**EXERCISE PROMPT**
What follows is a listing to be repeated in full and without alteration.

**GIVEN RECORDS**
● ● ● ● ●

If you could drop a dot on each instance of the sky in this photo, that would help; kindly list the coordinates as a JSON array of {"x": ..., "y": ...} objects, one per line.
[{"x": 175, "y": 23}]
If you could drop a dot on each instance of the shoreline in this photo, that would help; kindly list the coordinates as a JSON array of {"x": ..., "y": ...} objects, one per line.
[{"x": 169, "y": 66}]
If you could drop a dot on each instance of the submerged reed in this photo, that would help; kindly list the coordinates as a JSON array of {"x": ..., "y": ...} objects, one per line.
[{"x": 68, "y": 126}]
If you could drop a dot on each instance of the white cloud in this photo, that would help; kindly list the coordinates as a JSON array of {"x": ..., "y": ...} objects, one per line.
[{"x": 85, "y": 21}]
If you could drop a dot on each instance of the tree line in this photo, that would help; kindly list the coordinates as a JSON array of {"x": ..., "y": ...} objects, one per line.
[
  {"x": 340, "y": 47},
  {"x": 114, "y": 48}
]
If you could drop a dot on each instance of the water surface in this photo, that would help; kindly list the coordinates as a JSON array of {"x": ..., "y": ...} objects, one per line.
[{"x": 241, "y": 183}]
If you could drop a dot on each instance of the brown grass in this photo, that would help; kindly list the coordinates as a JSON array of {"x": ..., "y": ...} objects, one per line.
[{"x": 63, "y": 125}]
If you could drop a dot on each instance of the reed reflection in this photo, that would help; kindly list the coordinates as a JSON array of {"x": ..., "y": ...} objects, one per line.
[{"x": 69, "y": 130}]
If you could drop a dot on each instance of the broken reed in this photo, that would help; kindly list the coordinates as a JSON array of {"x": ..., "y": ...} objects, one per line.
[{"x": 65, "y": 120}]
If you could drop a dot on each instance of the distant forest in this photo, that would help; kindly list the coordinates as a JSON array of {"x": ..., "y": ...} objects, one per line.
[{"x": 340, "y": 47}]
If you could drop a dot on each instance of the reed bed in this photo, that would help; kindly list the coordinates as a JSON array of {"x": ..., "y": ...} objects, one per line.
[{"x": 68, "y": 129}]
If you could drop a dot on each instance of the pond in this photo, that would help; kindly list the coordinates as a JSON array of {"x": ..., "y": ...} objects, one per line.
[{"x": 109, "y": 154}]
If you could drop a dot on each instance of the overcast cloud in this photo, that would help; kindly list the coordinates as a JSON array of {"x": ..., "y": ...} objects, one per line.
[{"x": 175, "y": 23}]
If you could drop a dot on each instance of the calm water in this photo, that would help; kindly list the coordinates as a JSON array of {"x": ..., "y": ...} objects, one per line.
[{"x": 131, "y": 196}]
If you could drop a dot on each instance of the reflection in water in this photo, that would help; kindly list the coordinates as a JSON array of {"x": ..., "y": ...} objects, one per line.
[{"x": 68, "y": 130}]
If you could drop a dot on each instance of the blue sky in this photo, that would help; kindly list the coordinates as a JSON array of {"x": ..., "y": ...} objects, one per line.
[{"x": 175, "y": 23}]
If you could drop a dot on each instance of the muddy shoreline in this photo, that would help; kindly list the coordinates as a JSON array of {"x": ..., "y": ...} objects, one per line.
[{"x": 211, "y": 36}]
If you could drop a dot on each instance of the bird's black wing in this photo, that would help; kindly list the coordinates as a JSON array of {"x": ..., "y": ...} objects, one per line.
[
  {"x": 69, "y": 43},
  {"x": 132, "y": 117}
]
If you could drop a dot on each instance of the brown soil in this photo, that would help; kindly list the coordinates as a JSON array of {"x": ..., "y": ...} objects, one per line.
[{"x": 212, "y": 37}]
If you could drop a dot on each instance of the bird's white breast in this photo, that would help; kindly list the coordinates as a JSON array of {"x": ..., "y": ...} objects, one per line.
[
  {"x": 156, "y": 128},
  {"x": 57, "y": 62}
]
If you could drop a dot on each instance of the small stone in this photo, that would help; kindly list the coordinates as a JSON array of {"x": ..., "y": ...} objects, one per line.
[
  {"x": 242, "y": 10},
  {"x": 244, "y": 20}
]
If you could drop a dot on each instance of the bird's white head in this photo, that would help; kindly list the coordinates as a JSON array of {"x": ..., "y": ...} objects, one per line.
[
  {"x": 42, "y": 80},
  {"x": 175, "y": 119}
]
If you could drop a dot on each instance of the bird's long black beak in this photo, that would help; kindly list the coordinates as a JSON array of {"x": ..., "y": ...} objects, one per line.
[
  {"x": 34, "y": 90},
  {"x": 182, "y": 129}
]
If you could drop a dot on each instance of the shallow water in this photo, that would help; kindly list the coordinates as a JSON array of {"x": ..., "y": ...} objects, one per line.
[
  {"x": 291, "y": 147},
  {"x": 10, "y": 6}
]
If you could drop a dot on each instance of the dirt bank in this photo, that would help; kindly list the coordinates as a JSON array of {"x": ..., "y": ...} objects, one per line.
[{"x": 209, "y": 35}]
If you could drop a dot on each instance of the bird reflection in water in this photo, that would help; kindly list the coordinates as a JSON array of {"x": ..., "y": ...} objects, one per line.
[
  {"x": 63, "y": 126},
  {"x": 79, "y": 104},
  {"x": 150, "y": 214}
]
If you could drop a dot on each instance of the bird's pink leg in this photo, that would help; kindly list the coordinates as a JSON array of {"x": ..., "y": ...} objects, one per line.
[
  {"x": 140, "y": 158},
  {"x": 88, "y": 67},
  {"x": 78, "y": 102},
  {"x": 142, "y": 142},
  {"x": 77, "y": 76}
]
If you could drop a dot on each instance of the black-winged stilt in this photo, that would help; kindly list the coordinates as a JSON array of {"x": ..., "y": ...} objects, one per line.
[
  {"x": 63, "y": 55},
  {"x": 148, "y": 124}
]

● ● ● ● ●

**RESPONSE**
If you could drop a dot on each instance of the sky in this photo, that would help; kindly list the coordinates as a JSON array of {"x": ..., "y": ...} objects, one per line.
[{"x": 175, "y": 23}]
If you could drop a dot on each instance of the shoreline in this photo, that would help; kindly list the coordinates as a JSON array of {"x": ..., "y": ...} objects, one per line.
[{"x": 169, "y": 66}]
If you could drop a dot on each instance of the submerged reed in this photo, that would help; kindly list the coordinates as a JSON array of {"x": ..., "y": ...} objects, one per line.
[{"x": 68, "y": 126}]
If you could drop a dot on each instance of the white cloud in this photo, that would help; kindly list the coordinates as a JSON array of {"x": ..., "y": ...} objects, one per line.
[{"x": 85, "y": 21}]
If you could drop a dot on each instance of the tree line in this photo, that would help; kindly list the coordinates as a JSON array of {"x": ..., "y": ...} objects, one per line.
[
  {"x": 340, "y": 47},
  {"x": 114, "y": 48}
]
If you could drop a dot on each instance of the water surface in this photo, that would help; kindly list the coordinates as a JSON array of {"x": ..., "y": ...} objects, one per line.
[{"x": 241, "y": 183}]
If you could drop a dot on each instance of the brown grass in this photo, that would help; kindly list the coordinates as a JSON array of {"x": ..., "y": ...} objects, one per line.
[{"x": 63, "y": 125}]
If you could drop a dot on each instance of the reed reflection in this photo, that would help; kindly list the coordinates as a JSON array of {"x": ..., "y": ...} objects, one per line.
[{"x": 69, "y": 130}]
If you could drop a dot on each instance of the broken reed in this photo, that would help; kindly list the coordinates as a JSON array of {"x": ..., "y": ...} objects, one per line.
[{"x": 65, "y": 120}]
If you could drop a dot on each instance of the distant forest in this photo, that would help; kindly list the coordinates as a JSON array of {"x": ..., "y": ...} objects, one per line.
[{"x": 340, "y": 47}]
If you could drop a dot on each instance of the reed bed in this photo, that would help; kindly list the coordinates as a JSON array of {"x": ..., "y": ...} objects, one per line.
[{"x": 68, "y": 129}]
If you could drop a dot on each instance of the pond in this photo, that would help; kindly list the coordinates as a JSON array of {"x": ..., "y": ...} objects, one per line.
[{"x": 109, "y": 154}]
If you could drop a dot on each instance of the overcast cloud in this photo, that would help; kindly list the coordinates as a JSON array of {"x": ..., "y": ...} objects, one per line.
[{"x": 175, "y": 23}]
If you could drop a dot on each instance of the calm water in this photo, that would help; kindly list the coordinates as a JSON array of {"x": ..., "y": ...} objects, one per line.
[{"x": 131, "y": 196}]
If you could drop a dot on each instance of the reflection in water in this photo, that would help; kindly list the coordinates as a JSON array of {"x": ..., "y": ...} objects, one per line.
[{"x": 68, "y": 130}]
If you could drop a dot on each instance of the blue sky in this photo, that would help; kindly list the coordinates as a JSON array of {"x": ..., "y": ...} objects, one per line.
[{"x": 175, "y": 23}]
If you could drop a dot on each instance of the muddy shoreline in this photo, that would help; kindly list the coordinates as a JSON array of {"x": ..., "y": ...} objects, one per line.
[{"x": 211, "y": 36}]
If you could drop a dot on each instance of the bird's black wing in this photo, that would help; kindly list the coordinates as a JSON array of {"x": ..., "y": ...} objects, one per line.
[
  {"x": 69, "y": 43},
  {"x": 132, "y": 117}
]
If you could drop a dot on each instance of the brown soil in this photo, that would help; kindly list the coordinates as a JSON array of {"x": ..., "y": ...} objects, one per line.
[{"x": 212, "y": 37}]
If you could drop a dot on each instance of the bird's white breast in this photo, that would help; kindly list the coordinates as a JSON array of {"x": ..., "y": ...} objects, one per line.
[
  {"x": 156, "y": 128},
  {"x": 57, "y": 62}
]
If you could drop a dot on each instance of the small stone in this photo, that would help; kindly list the coordinates as a JSON array of {"x": ..., "y": ...} objects, one per line.
[
  {"x": 242, "y": 10},
  {"x": 244, "y": 20}
]
If you could drop a dot on each instance of the bird's white head in this photo, that would help; kindly list the coordinates as a JSON array of {"x": ..., "y": ...} objects, one per line.
[
  {"x": 42, "y": 80},
  {"x": 175, "y": 119}
]
If you could drop a dot on each instance of the bird's long black beak in this photo, that would help; kindly list the coordinates as a JSON array of {"x": ..., "y": ...} objects, one per line.
[
  {"x": 34, "y": 90},
  {"x": 182, "y": 129}
]
If you could drop a dot on each instance of the shallow water in this photo, that would help; kindly list the coordinates as a JSON array of {"x": ..., "y": ...} objects, one per line.
[
  {"x": 291, "y": 147},
  {"x": 10, "y": 6}
]
If you could drop a dot on each instance of the dirt bank in this photo, that would help; kindly list the coordinates as a JSON array of {"x": ..., "y": ...} objects, one per line.
[{"x": 209, "y": 35}]
If you could drop a dot on each instance of the bird reflection in water in this photo, that would help; kindly list the coordinates as a JSON array of {"x": ..., "y": ...} objects, one per line.
[
  {"x": 63, "y": 126},
  {"x": 79, "y": 104},
  {"x": 150, "y": 214}
]
If you could drop a dot on each instance of the bird's pink leg in this photo, that would help; kindly list the coordinates as a JSON array of {"x": ..., "y": ...} objects, one per line.
[
  {"x": 140, "y": 158},
  {"x": 88, "y": 67},
  {"x": 78, "y": 102},
  {"x": 142, "y": 142},
  {"x": 77, "y": 76}
]
If you could drop a dot on each instance of the black-winged stilt in this photo, that would help; kindly list the coordinates as a JSON array of {"x": ..., "y": ...} objects, one per line.
[
  {"x": 63, "y": 55},
  {"x": 148, "y": 124}
]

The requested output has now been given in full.